>> start
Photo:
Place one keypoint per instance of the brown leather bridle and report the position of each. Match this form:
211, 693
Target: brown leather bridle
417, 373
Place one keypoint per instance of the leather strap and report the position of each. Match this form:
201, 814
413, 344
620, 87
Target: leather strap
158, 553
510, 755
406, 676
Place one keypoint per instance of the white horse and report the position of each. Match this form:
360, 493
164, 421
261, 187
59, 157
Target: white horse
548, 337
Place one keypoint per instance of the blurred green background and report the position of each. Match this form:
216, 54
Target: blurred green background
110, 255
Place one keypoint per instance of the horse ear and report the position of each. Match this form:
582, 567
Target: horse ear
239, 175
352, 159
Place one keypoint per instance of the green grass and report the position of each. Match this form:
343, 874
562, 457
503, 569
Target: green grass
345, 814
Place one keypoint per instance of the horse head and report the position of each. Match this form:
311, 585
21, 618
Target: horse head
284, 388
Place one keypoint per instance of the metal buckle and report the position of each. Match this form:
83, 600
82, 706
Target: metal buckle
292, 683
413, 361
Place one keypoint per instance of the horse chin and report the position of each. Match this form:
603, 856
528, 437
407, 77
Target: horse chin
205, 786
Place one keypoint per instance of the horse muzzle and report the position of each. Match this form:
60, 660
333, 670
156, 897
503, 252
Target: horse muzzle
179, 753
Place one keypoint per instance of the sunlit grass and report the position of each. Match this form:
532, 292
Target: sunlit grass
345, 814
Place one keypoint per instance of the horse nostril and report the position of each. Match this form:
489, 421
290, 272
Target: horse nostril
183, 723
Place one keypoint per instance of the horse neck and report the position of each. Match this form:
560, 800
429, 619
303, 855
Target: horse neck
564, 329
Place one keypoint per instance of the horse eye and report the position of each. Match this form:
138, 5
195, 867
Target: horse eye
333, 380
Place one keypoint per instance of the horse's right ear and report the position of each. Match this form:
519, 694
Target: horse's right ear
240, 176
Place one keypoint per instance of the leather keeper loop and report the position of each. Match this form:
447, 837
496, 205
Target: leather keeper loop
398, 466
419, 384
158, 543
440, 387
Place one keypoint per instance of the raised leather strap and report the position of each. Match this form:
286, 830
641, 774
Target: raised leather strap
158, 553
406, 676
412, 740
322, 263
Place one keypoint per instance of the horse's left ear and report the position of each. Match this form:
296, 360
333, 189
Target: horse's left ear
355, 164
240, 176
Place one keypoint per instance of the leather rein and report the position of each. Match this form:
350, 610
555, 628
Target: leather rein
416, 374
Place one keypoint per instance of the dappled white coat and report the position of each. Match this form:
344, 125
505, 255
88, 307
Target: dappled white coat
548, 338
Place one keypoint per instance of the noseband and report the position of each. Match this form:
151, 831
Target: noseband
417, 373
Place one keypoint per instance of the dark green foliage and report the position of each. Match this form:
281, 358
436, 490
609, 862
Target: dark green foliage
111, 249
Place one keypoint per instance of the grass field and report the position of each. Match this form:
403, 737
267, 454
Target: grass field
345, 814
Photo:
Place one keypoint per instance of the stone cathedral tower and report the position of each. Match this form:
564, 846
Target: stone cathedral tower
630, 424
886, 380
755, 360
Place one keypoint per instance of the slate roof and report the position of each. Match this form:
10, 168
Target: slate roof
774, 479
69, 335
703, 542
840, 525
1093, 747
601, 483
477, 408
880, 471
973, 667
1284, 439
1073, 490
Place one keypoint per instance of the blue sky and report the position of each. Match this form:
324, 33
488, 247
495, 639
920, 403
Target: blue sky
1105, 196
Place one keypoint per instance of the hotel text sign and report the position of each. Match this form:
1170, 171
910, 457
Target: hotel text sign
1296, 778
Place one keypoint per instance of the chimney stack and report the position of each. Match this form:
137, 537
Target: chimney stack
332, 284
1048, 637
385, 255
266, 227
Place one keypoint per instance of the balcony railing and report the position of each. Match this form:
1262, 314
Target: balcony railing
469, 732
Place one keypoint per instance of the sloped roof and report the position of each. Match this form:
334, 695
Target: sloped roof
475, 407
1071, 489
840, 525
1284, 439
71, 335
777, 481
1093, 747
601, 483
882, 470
>> end
▶ [TASK DESCRIPTION] Could you repeat the stretch from the line containing "Place one keypoint per instance of the balcony" through the end of the entries, swapping "sloped roof" for "slanted roof" and leaving everything else unchanged?

▶ [WRITTEN SOLUTION]
Place one keypoint per instance of the balcony railing and report the position of each. Match this form:
1262, 314
Target: balcony railing
469, 732
Place one keypoint per instance of the slanted roof and report the position of each. Match this form:
334, 695
Target: slanted roof
475, 407
1071, 489
840, 525
1284, 439
71, 335
777, 481
1093, 747
601, 483
882, 470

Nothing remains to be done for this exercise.